From top to bottom, return the records that follow exactly.
····················
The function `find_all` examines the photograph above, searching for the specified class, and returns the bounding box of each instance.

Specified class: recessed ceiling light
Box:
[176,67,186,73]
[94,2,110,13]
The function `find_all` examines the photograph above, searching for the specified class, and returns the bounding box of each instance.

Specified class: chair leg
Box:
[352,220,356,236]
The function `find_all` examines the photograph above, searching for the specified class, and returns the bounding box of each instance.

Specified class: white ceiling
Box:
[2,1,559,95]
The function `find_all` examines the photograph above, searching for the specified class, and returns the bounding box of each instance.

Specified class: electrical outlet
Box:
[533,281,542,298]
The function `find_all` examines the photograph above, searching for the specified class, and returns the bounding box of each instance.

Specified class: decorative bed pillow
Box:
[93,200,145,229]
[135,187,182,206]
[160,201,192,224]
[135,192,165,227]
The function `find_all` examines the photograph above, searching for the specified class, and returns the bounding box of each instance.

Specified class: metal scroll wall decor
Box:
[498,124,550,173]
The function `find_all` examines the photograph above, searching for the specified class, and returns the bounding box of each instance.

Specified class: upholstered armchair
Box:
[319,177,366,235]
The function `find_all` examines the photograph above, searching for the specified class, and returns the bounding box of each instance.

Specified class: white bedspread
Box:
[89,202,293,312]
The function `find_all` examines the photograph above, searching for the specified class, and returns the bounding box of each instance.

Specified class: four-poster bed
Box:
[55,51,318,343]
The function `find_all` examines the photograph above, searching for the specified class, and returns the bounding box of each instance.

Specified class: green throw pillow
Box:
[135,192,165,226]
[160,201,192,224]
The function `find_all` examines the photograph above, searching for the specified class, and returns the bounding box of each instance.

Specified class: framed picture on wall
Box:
····················
## Response to the task
The function `find_all` examines the photograph above, searching for the specified class, and returns the bounding box of each instance.

Specified class: recessed ceiling light
Box:
[176,67,186,73]
[94,2,110,13]
The function `find_all` examines the photograph above, searching for the specified class, and returns the bounding box of each instance.

Specified class: chair leg
Box:
[352,220,356,236]
The function `find_all` examines the photograph above, searching for the specified class, and returns the bounding box of each instance.

Specified class: white ceiling
Box:
[2,1,559,95]
The function `find_all` examines the photograph above, searching for the specified class, and returns the bounding box of each instance.

Specified class: electrical outlet
Box:
[533,281,542,298]
The function `find_all` examines the photograph above, searching for the specified class, and returns the bounding box of each instance.

Specified class: decorative bed pillow
Box:
[93,200,145,229]
[135,187,182,206]
[160,201,192,224]
[135,192,165,227]
The function `find_all` examines the photograph above, searching for the specified class, and returns the bounding box of each instance.

Specified class: metal scroll wall decor
Box:
[498,124,550,173]
The function `find_all` examines the photograph above, searching for the specified class, and returns the bounding box of each instance.

Specified class: upholstered armchair
Box:
[319,177,366,235]
The function `find_all` examines the photograph above, searching for the specified class, and returns the bounding box of each instance.

Specified class: white bedspread
Box:
[89,202,293,312]
The function `find_all` examines the photograph above, searching for the specified class, and returns the bounding box of each instance.

Specified class: four-poster bed
Box:
[55,51,318,343]
The function `find_all` examines the photograph above, searching for the specified class, and returns the bounding box of each instance.

Specified class: green throw pillow
Box:
[135,192,165,226]
[160,201,192,224]
The function `find_all` examines the photograph above, searching for the specified class, and returns the bounding box of each instance.

Specified class: framed picture on wall
Box:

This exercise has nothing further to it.